## Task prompt
Once the line with "Pick out the grass" is found in the entries below, repeat it and each following line exactly, up to and including the line with "Pick out the tree and". Add no other lines.

## Given entries
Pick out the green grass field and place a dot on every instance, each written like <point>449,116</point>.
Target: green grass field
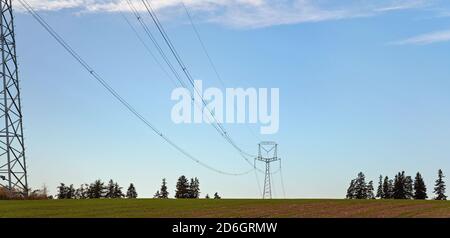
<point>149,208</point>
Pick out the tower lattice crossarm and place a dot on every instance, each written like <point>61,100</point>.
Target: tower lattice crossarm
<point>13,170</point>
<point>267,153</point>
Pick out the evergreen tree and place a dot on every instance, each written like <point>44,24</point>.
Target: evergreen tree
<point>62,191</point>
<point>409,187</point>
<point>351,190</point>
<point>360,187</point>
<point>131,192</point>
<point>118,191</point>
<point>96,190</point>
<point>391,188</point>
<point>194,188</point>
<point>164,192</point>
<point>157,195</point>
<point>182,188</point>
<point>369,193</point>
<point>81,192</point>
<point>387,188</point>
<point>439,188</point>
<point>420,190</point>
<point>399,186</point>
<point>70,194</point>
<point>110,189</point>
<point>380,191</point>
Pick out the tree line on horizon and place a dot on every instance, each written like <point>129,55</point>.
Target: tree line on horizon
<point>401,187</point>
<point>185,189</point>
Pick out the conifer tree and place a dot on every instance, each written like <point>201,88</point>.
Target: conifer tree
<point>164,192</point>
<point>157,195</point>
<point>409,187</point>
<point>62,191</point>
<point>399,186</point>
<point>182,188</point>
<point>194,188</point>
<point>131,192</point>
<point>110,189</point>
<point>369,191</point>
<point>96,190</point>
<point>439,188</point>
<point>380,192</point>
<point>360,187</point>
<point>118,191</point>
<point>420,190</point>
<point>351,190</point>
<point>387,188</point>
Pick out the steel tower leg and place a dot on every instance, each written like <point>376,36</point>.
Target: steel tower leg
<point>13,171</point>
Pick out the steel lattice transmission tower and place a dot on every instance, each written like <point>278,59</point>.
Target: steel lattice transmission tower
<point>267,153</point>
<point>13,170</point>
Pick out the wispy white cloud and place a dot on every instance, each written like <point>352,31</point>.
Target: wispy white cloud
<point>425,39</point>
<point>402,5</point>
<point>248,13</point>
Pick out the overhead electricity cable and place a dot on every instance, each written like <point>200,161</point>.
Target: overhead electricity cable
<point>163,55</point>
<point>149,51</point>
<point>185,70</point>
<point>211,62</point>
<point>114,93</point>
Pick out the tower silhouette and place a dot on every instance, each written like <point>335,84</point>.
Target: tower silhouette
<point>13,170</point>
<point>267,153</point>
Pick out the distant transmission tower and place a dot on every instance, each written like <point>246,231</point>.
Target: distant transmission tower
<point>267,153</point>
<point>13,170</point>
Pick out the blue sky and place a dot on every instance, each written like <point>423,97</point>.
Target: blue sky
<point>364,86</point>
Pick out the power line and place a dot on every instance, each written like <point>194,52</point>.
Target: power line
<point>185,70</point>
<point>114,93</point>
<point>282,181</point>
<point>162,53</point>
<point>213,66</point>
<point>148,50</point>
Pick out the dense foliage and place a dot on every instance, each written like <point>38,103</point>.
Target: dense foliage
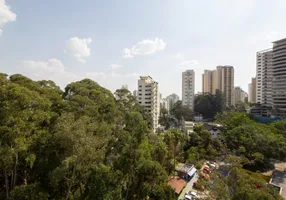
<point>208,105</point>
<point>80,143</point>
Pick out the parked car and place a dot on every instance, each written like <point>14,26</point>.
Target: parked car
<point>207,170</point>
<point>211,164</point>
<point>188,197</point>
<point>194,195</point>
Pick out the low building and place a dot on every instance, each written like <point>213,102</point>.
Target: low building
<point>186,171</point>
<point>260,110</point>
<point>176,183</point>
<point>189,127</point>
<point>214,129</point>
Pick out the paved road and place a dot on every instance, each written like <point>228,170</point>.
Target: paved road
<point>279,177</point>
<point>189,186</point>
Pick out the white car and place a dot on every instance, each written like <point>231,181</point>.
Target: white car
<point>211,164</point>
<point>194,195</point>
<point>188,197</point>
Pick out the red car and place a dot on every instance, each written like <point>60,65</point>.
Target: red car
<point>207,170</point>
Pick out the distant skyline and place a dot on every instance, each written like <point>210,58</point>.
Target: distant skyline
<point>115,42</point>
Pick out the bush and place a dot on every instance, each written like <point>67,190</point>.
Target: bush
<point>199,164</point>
* * *
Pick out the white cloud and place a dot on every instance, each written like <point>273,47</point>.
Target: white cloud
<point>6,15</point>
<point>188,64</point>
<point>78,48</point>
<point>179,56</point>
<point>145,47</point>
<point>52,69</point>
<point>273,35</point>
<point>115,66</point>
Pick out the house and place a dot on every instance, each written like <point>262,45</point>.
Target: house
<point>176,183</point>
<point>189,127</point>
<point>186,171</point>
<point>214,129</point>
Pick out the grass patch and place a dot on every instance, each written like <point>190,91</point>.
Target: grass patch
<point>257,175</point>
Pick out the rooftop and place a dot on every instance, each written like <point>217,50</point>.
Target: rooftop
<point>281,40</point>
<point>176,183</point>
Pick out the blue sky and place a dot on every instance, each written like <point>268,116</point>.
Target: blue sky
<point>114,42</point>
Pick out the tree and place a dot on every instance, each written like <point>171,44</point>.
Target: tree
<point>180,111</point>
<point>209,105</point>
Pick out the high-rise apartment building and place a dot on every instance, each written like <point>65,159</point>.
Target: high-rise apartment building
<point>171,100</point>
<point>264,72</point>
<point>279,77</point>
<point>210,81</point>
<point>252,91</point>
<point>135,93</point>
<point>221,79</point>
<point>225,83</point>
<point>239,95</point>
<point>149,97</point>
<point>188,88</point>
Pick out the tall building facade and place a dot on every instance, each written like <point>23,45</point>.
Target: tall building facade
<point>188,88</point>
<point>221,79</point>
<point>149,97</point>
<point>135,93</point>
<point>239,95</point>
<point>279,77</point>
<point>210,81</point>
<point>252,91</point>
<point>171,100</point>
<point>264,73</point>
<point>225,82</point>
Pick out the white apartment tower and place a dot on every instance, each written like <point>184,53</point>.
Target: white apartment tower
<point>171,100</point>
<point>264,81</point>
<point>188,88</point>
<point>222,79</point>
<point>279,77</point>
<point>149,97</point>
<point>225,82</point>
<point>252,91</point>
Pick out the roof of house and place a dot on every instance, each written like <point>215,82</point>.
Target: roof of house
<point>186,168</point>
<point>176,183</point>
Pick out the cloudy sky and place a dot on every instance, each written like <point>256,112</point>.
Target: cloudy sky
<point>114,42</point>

## Response to the task
Pick out the grass patch and place a dot on every instance, each written like <point>190,91</point>.
Target: grass patch
<point>257,175</point>
Pick out the rooftop and place a dot on every instance, each written like <point>217,50</point>.
Target: rooftop
<point>281,40</point>
<point>176,183</point>
Pick out the blue sky and place a dot on every instance, each written like <point>268,116</point>.
Target: blue sky
<point>114,42</point>
Pick out the tree and place a dot on every instance, each written like <point>171,44</point>.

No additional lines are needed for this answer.